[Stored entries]
──────────

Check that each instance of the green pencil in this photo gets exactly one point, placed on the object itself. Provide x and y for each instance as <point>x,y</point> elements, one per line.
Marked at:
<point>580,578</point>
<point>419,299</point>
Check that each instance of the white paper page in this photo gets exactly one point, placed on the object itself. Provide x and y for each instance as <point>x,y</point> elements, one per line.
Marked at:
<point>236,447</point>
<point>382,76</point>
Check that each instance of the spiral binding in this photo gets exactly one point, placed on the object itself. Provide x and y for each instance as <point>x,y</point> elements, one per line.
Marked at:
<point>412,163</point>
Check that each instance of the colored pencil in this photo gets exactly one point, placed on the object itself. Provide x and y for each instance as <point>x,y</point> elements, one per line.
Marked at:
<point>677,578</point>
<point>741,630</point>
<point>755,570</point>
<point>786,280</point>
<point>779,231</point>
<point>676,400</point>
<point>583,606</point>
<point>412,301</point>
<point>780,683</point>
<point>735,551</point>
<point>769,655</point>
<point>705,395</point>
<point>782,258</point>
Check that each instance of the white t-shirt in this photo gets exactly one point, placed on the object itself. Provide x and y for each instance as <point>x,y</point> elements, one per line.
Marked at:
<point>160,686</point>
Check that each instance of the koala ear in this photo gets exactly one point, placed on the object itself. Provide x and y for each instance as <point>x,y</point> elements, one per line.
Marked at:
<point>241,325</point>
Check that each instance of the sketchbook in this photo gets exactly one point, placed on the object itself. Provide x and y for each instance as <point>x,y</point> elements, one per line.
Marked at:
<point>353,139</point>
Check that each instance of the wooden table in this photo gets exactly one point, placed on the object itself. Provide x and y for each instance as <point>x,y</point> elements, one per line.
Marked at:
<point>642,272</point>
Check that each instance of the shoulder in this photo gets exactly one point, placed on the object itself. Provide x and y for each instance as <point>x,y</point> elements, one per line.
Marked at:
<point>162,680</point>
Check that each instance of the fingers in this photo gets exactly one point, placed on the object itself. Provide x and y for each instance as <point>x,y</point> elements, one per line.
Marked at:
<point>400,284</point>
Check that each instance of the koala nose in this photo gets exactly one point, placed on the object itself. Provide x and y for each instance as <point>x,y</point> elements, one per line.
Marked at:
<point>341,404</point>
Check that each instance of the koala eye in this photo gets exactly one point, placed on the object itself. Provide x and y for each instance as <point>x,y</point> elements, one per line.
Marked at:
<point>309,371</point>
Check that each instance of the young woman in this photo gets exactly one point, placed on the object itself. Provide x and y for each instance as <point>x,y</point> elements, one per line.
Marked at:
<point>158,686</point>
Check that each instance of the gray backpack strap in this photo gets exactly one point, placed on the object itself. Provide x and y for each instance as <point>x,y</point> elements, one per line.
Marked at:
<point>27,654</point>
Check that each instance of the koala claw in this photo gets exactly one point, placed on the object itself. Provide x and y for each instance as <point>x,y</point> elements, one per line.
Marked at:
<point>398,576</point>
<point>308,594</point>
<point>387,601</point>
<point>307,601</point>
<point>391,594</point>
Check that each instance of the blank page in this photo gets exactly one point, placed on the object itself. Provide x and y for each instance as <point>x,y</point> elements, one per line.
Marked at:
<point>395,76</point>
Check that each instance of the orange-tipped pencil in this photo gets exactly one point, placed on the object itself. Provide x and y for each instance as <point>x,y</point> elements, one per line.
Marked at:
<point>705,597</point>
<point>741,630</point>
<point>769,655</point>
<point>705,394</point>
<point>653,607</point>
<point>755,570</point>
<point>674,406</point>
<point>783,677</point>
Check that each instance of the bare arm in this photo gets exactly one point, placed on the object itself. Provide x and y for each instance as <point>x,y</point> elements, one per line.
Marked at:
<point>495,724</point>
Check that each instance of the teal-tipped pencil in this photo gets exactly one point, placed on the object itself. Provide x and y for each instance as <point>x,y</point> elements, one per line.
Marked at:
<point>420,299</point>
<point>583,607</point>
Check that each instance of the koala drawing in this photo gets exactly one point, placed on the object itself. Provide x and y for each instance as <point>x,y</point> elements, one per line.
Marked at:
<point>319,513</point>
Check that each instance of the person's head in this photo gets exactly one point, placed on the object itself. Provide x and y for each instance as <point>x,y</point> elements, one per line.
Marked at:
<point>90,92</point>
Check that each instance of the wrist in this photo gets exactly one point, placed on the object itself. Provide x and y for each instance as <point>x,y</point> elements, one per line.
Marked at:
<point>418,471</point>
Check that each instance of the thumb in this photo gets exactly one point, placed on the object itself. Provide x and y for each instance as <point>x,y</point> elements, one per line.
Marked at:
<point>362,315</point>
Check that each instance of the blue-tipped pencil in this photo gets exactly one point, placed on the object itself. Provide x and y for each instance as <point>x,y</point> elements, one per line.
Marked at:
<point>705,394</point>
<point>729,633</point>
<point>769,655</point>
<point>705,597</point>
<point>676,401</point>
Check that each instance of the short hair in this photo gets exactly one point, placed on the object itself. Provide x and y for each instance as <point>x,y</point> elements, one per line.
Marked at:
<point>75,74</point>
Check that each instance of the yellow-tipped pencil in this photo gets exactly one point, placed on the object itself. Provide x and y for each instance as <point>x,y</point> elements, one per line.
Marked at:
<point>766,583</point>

──────────

OBJECTIVE »
Please lay out every one of the records above as a numbered list, dropping any blank lines.

ANSWER IN FULL »
1. Check that each instance of the green pencil in this photo gets exactly one point, placed on the object itself. Provide x and y for each instance as <point>x,y</point> elements, one per line.
2. Marked at:
3. <point>580,578</point>
4. <point>419,299</point>
5. Check that each instance of the white paper page in this photo gets exactly one point, placed on the object itself. Provide x and y for each instance as <point>x,y</point> elements, one per line.
6. Marked at:
7. <point>236,447</point>
8. <point>382,76</point>
9. Check that each instance of the spiral binding in this photo gets exactly one point, placed on the object itself. Provide x and y for each instance as <point>x,y</point> elements, one per line.
10. Marked at:
11. <point>412,163</point>
12. Check that each instance of the colored pencil in this photo gets exactly one point, placed on the object itself. Provide x and y for each instance as <point>x,y</point> elements, one per line.
13. Marked at:
14. <point>677,578</point>
15. <point>741,630</point>
16. <point>755,570</point>
17. <point>786,280</point>
18. <point>779,231</point>
19. <point>676,400</point>
20. <point>583,606</point>
21. <point>412,301</point>
22. <point>780,683</point>
23. <point>735,551</point>
24. <point>769,655</point>
25. <point>705,395</point>
26. <point>782,258</point>
27. Check that each instance of the white t-shirt in this photo gets exactly one point, placed on the object itself. Provide x and y for each instance as <point>x,y</point> elements, one per line.
28. Marked at:
29. <point>160,686</point>
30. Check that each instance of the koala ear in this photo gets exactly one point, placed on the object itself. Provide x and y for each instance as <point>x,y</point> elements, one per line.
31. Marked at:
32. <point>241,325</point>
33. Check that each instance of the sketchbook in this photo gets exactly one point, placed on the object itself. Provide x and y for each instance as <point>x,y</point> elements, one per line.
34. Marked at:
35. <point>353,139</point>
36. Check that each instance of the wooden table in this photo gets exactly one point, placed on the object itself. Provide x and y for each instance as <point>x,y</point> elements, one per line.
37. Marked at:
38. <point>642,272</point>
39. Check that each instance of the shoulder in this photo gets exactly one point, placed on the object itself. Provide x and y for each instance as <point>x,y</point> elements, one per line.
40. Marked at:
41. <point>162,680</point>
42. Check that each instance of the fingers in this photo gets exactly one point, placed on the object itself. Provide x and y for each instance as <point>x,y</point> elements, one per line.
43. Marked at:
44. <point>400,284</point>
45. Check that each instance of the koala nose in this photo gets exactly one point, placed on the object itself. Provide x and y for each instance as <point>x,y</point> elements, one per line.
46. Marked at:
47. <point>341,404</point>
48. Check that each instance of the koala eye in this photo gets exactly one point, placed on the object itself. Provide x and y for each instance as <point>x,y</point> elements, one per line.
49. Marked at:
50. <point>309,371</point>
51. Check that each instance of the young woman in this photo gets exactly one point, placed on the object itself. Provide x and y for each instance as <point>x,y</point> elements, one per line.
52. Marked at:
53. <point>158,686</point>
54. Check that each instance of the gray backpack strap in this photo gets exactly one point, placed on the object itself. Provide x and y for each instance as <point>x,y</point> elements, one per line.
55. Marked at:
56. <point>27,654</point>
57. Check that each instance of the koala claw in this photo gets exactly one point, placed on the object itself. Provide x and y for each instance as <point>x,y</point> elements, one per line.
58. Marked at:
59. <point>398,576</point>
60. <point>308,594</point>
61. <point>387,601</point>
62. <point>307,601</point>
63. <point>391,594</point>
64. Check that each instance of the blank page in this photo gets exactly one point, placed on the object itself. Provide x and y for each instance as <point>x,y</point> elements, one per line.
65. Marked at:
66. <point>395,76</point>
67. Check that each instance of the orange-tipped pencil in this photo gets exactly one point, placed on the object itself. Provide x and y for each instance as <point>x,y</point> elements, one per line.
68. Marked at:
69. <point>705,597</point>
70. <point>741,630</point>
71. <point>769,655</point>
72. <point>705,394</point>
73. <point>653,607</point>
74. <point>755,570</point>
75. <point>674,406</point>
76. <point>783,677</point>
77. Check that each instance of the bare arm in this photo gets exactly one point, placed on the object itself. Provide x and y for each instance as <point>x,y</point> elements, one per line.
78. Marked at:
79. <point>495,724</point>
80. Check that each instance of the teal-tipped pencil in this photo gets exactly one point, placed on the object itself. Provide x and y for each instance as <point>x,y</point> elements, one per line.
81. Marked at:
82. <point>420,299</point>
83. <point>583,607</point>
84. Check that each instance of the koala drawing in this photo gets exactly one point, placed on the object itself. Provide x and y for each instance as <point>x,y</point> elements, one per line.
85. Marked at:
86. <point>319,513</point>
87. Check that each instance of the person's head in this photo gets exactly one point, placed on the object itself. Provide x and y for each instance as <point>x,y</point> elements, one per line.
88. Marked at:
89. <point>90,92</point>
90. Check that each instance of the wrist in this photo gets exactly one point, placed on the object itself. Provide x and y for each instance as <point>x,y</point> elements, one per line.
91. Marked at:
92. <point>418,471</point>
93. Check that each instance of the thumb in this photo gets exactly one point, placed on the object itself. Provide x and y for each instance as <point>x,y</point> elements, one per line.
94. Marked at:
95. <point>362,315</point>
96. Check that each instance of the blue-tipped pencil in this photo gets exactly one point, placed on the object itself. Provide x and y for each instance as <point>x,y</point> elements, one per line.
97. Marked at:
98. <point>705,394</point>
99. <point>729,633</point>
100. <point>769,655</point>
101. <point>705,597</point>
102. <point>676,401</point>
103. Check that each instance of the short hair in this photo gets exactly one point, placed on the object itself. Provide x and y for each instance as <point>x,y</point> elements, one per line.
104. Marked at:
105. <point>75,74</point>
106. Check that each instance of the yellow-tipped pencil in this photo gets exactly one point, placed on the object itself. Provide x and y for each instance as <point>x,y</point> elements, one per line.
107. Marked at:
108. <point>766,583</point>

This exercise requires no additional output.